Exercise instructions:
a) Answer these questions from the post on police reports:
(i) On what date was it posted?
(ii) What details should you get from the officer who comes to the scene?
(iii) Under what condition is a police report admissible as evidence in court?
b) Reproduce the passage of the post on police reports that begins at the words "A police report" and stops after "defendant’s insurance company.".

Selected extract:
How are Police Reports Used in Injury Cases?
Posted in Lawsuit on June 12, 2017
Whenever you are involved in a car vehicle accident, you are required by law to report it; so, if you are physically able to do so, you should first make sure that everyone in the crash is okay, and then call the police and report the accident. They will usually dispatch an officer to the scene, who will make out a report. You will want to get the name, badge number, and agency the officer is with, along with the report number and instructions for obtaining a copy of the report.
A police report is not, under most circumstances, admissible as evidence in court, unless the officer observed the accident first hand; and it usually won’t have much to say about what the officer believed to be the cause. The reason that it is not admissible is that unless the officer was actually present, anything that anyone else said that appears in the report would be considered “hearsay,” a violation of the rules of evidence. Nevertheless, it could turn out to be important to your case. It can be very useful as a tool when your attorney is investigating the crash and dealing with the defendant’s insurance company.

Natural language region descriptions:
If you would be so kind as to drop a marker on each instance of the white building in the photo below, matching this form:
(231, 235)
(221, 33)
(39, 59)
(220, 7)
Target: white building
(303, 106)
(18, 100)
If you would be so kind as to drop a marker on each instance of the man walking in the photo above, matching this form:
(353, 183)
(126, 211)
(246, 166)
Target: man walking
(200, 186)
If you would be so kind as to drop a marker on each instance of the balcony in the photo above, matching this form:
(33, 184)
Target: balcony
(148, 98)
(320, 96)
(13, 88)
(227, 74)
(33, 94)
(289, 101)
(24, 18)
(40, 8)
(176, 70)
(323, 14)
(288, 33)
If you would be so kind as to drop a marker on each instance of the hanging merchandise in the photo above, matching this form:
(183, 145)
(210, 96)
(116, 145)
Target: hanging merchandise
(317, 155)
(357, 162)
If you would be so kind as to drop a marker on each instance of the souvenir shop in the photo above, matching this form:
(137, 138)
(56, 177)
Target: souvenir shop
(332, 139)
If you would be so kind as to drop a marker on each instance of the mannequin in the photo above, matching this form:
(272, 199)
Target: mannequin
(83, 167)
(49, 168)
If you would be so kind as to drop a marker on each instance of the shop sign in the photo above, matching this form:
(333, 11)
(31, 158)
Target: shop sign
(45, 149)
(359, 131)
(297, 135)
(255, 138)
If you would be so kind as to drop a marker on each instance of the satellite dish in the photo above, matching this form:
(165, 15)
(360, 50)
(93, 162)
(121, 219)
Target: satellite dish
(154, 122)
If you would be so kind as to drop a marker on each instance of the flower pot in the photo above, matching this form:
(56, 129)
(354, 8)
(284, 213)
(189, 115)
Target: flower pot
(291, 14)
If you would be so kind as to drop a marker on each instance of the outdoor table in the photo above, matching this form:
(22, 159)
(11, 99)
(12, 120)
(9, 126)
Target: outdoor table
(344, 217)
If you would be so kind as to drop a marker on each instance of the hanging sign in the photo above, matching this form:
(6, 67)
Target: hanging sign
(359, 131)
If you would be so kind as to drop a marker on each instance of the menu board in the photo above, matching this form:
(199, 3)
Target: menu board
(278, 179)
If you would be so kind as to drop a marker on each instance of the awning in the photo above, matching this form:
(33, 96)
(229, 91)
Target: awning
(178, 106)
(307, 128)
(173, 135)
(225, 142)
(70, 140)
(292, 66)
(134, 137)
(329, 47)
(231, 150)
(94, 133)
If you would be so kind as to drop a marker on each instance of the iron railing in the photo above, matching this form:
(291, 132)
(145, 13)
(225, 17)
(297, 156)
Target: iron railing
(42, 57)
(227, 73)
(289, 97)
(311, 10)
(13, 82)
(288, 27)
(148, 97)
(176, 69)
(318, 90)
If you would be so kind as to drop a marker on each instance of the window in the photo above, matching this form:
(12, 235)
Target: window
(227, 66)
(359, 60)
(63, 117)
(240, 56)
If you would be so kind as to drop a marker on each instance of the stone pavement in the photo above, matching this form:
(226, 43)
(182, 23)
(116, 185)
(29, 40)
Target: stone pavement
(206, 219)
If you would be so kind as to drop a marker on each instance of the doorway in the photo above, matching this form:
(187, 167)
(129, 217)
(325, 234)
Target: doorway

Task solutions:
a)
(i) June 12, 2017.
(ii) The officer's name, badge number, and agency, along with the report number and instructions for obtaining a copy of the report.
(iii) When the officer observed the accident first hand.

b)
A police report is not, under most circumstances, admissible as evidence in court, unless the officer observed the accident first hand; and it usually won’t have much to say about what the officer believed to be the cause. The reason that it is not admissible is that unless the officer was actually present, anything that anyone else said that appears in the report would be considered “hearsay,” a violation of the rules of evidence. Nevertheless, it could turn out to be important to your case. It can be very useful as a tool when your attorney is investigating the crash and dealing with the defendant’s insurance company.